• Estratto del documento:
Maqam a Cango: la meravigliosa potenza del canto tradizionale arabo

Firenze – Una performance ricca di significati, emozioni, aperture a tradizioni culturali e artistiche restate troppo a lungo ai margini perché etichettate come folclore etnico, ha aperto a Cango – Cantieri Goldonetta Firenze il festival “La democrazia del corpo” .

Maqam, ultima creazione del coreografo campano Michele Di Stefano è un concerto-coreografia che si ispira allo straordinario sistema melodico e tecnica di improvvisazione tipico della musica araba che dà il titolo alla performance. Il lavoro esplora dunque la relazione fra danza, canto e musica che nasce dal vivo alla ricerca di un punto di equilibrio, senza il quale “tutto naufraga” (Di Stefano).

Nulla è naufragato sulla pedana del Cango dove sette danzatori hanno interagito con i due musicisti, il compositore di musica elettronica Lorenzo Bianchi Hoesch e il musicista e cantante americano di origini irachene Amir ElSaffar, esponente del jazz contemporaneo e profondo conoscitore del maqam iracheno che interpreta  con il canto, la tromba e il santur, tradizionale strumento mediorientale a corde percosse.

L’equilibrio si basa dunque su tre diverse espressioni artistiche: la melodia di Amir, la scomposizione e ricomposizione elettronica delle cellule musicali oeprata da Bianchi Hoesch e i gesti e i movimenti della coreografia di Di Stefano. Un equilibrio che non nasce da una partitura musicale e uno schema coreografico, ma sorge spontaneamente dall’improvvisazione “assistita” grazie a un vocabolario comune creato dai musicisti e dal relativo concetto guida del coreografo.

A stabilizzare l’equilibrio, e a farne la chiave del successo della creazione artistica, è anche l’allestimento scenico basato sulla nebbia artificiale, nella quale i corpi dei danzatori si materializzano o scompaiono come forme astratte, e sull’effetto delle luci colorate di rosso o grigio, che creano le atmosfere rarefatte sottolineate dai suoni che elettronici che raggiungono le più profonde tonalità di basso, fino a trasformarsi nello sconvolgente avvicinarsi del rotore di un  elicottero.

• Obiettivo 1:
Quali persone vengono nominate nell'articolo su Maqam?
L'elenco non ha alcun legame con l'articolo su Maqam.

• Voci del dataset:
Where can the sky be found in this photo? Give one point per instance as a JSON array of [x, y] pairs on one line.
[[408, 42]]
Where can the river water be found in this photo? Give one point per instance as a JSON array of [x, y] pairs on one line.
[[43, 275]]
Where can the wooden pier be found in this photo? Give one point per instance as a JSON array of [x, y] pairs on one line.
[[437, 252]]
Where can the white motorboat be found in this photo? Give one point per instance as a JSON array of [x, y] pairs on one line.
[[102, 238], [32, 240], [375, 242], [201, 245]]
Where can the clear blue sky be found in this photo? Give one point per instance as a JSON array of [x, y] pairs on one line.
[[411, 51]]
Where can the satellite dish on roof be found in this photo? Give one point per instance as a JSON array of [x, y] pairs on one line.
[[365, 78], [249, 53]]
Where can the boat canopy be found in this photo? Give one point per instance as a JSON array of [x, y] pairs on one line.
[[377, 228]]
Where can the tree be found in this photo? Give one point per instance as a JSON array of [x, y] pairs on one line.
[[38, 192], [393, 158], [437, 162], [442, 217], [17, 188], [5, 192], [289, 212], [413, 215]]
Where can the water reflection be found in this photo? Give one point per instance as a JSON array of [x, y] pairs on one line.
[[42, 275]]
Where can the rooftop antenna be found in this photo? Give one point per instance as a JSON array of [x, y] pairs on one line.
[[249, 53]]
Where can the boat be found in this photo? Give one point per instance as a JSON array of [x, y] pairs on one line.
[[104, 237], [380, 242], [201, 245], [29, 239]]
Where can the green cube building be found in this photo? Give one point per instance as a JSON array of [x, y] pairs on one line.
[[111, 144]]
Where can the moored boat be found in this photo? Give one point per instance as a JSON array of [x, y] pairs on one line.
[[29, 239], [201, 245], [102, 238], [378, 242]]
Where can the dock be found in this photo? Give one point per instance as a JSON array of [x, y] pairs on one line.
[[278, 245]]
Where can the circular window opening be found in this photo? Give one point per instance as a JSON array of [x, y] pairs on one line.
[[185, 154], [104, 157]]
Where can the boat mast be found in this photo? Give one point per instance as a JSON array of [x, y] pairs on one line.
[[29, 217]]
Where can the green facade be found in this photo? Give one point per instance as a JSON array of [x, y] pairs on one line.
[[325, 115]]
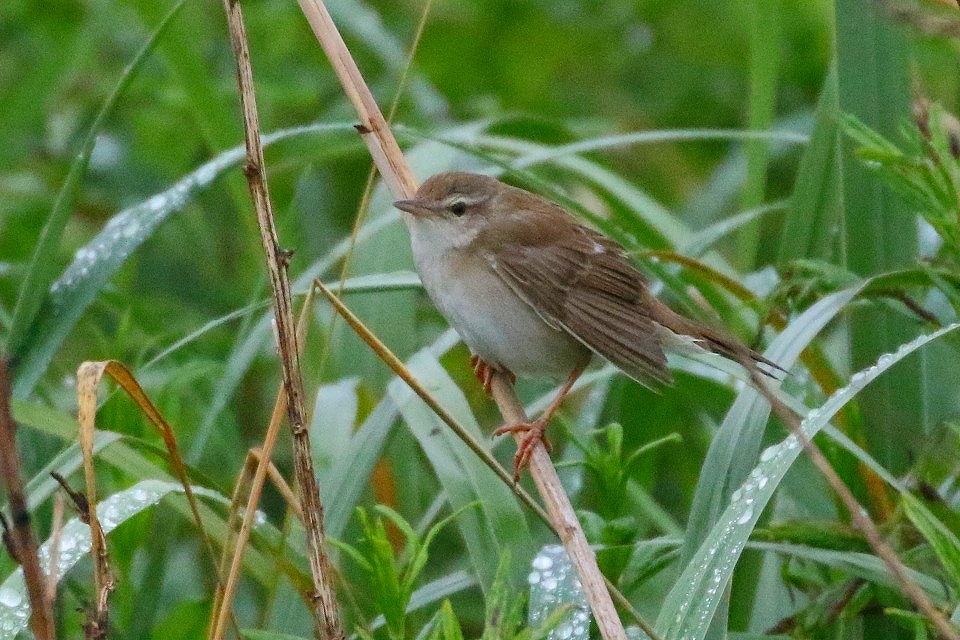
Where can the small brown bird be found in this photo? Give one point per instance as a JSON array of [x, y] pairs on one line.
[[533, 293]]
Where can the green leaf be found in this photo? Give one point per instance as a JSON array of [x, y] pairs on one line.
[[811, 225], [75, 543], [499, 523], [734, 448], [689, 607], [96, 263], [42, 266], [944, 542]]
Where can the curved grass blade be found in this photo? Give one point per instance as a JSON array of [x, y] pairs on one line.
[[42, 267], [95, 263], [863, 565], [465, 478], [75, 543], [689, 607]]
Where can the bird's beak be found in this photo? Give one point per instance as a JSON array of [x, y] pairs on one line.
[[417, 208]]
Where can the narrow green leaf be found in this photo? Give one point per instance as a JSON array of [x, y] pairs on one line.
[[499, 522], [944, 542], [42, 262], [810, 229], [734, 448], [95, 264], [765, 43], [690, 606]]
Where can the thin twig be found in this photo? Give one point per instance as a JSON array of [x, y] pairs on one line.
[[858, 515], [20, 535], [326, 609], [56, 533], [399, 179], [224, 604], [104, 582]]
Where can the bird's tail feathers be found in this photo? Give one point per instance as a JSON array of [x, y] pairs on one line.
[[713, 340]]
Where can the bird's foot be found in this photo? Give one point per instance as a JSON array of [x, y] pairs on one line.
[[534, 432], [485, 371]]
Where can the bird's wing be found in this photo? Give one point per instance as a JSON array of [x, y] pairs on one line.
[[585, 285]]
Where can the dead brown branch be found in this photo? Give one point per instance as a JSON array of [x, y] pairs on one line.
[[326, 609]]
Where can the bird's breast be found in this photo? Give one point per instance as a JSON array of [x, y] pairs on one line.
[[493, 321]]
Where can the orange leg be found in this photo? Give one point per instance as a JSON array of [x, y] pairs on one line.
[[536, 430]]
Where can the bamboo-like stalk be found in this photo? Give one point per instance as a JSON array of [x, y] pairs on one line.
[[399, 179], [326, 610]]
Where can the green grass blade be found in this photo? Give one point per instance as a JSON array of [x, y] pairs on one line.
[[765, 44], [75, 543], [350, 466], [690, 605], [810, 227], [880, 231], [95, 264], [734, 448], [42, 265], [499, 521]]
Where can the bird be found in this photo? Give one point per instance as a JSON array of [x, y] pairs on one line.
[[534, 293]]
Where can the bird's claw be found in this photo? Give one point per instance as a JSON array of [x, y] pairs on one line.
[[534, 432], [484, 373]]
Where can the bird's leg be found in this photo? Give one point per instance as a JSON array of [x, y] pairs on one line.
[[536, 430], [484, 372]]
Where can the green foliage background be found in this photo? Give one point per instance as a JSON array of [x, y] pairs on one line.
[[793, 214]]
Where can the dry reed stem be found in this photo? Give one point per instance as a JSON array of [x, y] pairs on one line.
[[92, 373], [21, 538], [264, 468], [858, 514], [399, 179], [56, 533], [397, 366], [88, 377], [325, 607]]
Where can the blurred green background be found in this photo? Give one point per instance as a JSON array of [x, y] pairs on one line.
[[792, 214]]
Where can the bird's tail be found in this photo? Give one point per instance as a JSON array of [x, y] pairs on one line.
[[713, 340]]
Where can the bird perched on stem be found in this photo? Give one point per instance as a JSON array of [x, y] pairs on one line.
[[533, 293]]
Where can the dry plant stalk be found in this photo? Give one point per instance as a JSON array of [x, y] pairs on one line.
[[326, 610], [98, 622], [858, 514], [20, 535], [223, 603], [399, 179]]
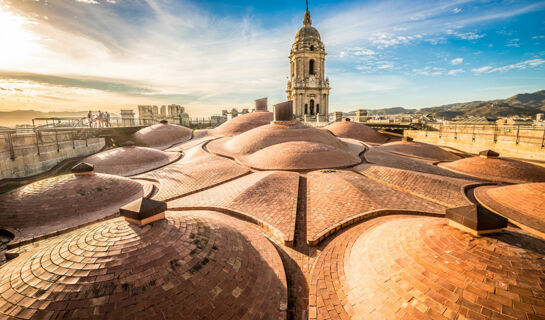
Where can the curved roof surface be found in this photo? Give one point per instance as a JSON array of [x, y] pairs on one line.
[[186, 266], [421, 268], [288, 146], [162, 136], [297, 155], [497, 169], [307, 33], [128, 161], [523, 204], [418, 149], [243, 123], [51, 205], [358, 131]]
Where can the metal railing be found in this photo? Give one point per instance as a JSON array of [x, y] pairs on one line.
[[515, 132]]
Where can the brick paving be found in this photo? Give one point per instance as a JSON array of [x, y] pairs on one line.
[[358, 131], [195, 265], [190, 144], [398, 267], [522, 204], [337, 198], [446, 191], [337, 247], [498, 169], [288, 146], [162, 136], [128, 161], [243, 123], [270, 198], [418, 149], [196, 171], [54, 205], [387, 159]]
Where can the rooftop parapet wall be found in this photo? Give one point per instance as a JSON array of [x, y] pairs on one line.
[[509, 141], [25, 158]]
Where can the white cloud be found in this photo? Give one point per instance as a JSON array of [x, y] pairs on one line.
[[481, 69], [385, 40], [364, 52], [430, 71], [454, 72], [466, 35], [456, 61], [456, 10], [516, 66], [513, 43]]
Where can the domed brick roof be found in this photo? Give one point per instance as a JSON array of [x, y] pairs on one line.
[[418, 149], [297, 155], [497, 169], [187, 266], [243, 123], [522, 204], [162, 135], [402, 267], [56, 204], [358, 131], [128, 161], [289, 146]]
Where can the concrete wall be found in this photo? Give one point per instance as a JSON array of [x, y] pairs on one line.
[[523, 143], [28, 162]]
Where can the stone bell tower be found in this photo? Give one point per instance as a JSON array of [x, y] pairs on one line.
[[308, 87]]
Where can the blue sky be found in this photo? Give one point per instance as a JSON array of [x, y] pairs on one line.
[[210, 55]]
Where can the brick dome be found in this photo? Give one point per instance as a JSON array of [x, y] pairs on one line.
[[128, 161], [162, 135], [187, 266], [497, 169], [358, 131], [289, 146], [402, 267], [522, 204], [418, 149], [298, 155], [56, 204], [243, 123]]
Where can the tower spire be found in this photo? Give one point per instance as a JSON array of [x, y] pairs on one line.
[[307, 21]]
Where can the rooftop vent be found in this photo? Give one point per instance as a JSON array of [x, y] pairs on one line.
[[261, 104], [475, 220], [128, 143], [143, 211], [283, 111], [83, 168], [486, 154]]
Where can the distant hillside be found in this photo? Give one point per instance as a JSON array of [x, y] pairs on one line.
[[11, 118], [523, 105]]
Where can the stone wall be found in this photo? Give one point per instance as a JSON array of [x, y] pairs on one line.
[[22, 158], [509, 141]]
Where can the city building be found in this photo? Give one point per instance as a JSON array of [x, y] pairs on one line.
[[308, 86]]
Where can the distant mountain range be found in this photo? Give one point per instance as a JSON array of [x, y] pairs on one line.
[[522, 105]]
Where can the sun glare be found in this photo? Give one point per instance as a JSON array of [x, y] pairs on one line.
[[18, 43]]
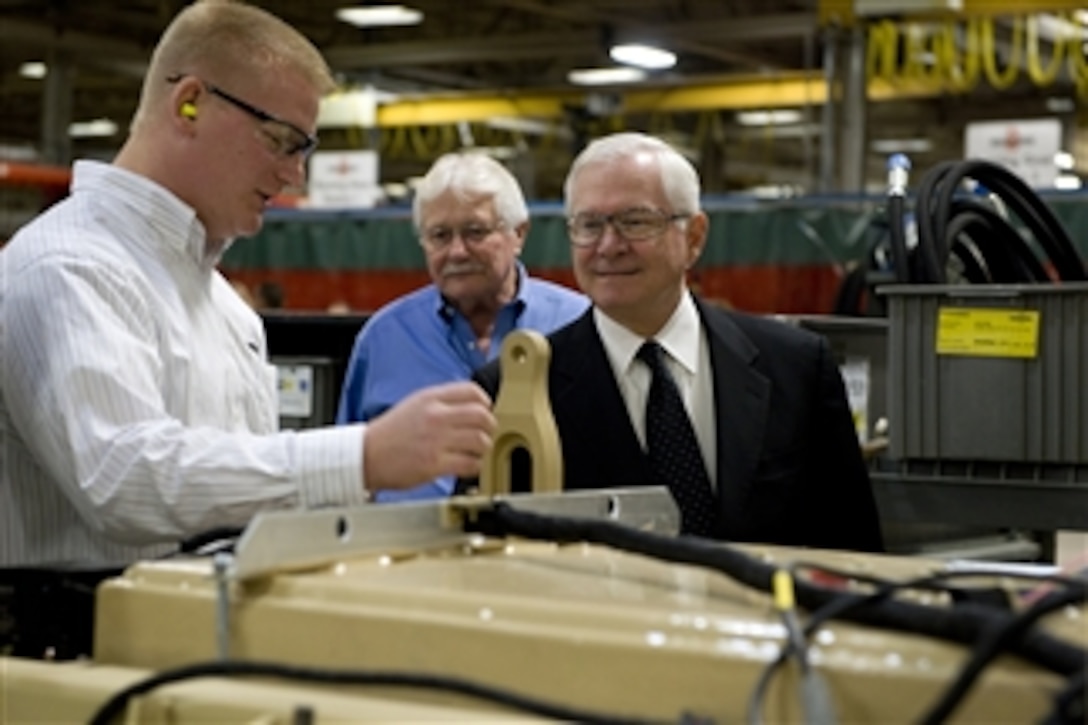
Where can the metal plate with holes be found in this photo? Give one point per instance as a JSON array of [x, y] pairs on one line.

• Obiettivo 2:
Metti in una lista numerata il tratto dell'elenco che va dalla riga contenente "Where can the satellite" fino a quella contenente "[[377, 228]]", estremi inclusi e senza righe vuote.

• Risposta esercizio 1:
Michele Di Stefano, Lorenzo Bianchi Hoesch, Amir ElSaffar

• Risposta esercizio 2:
1. Where can the satellite dish on roof be found in this photo? Give one point per instance as a JSON array of [x, y] pairs on one line.
2. [[365, 78], [249, 53]]
3. Where can the boat canopy be found in this photo? Give one point per instance as a JSON array of [x, y] pairs on one line.
4. [[377, 228]]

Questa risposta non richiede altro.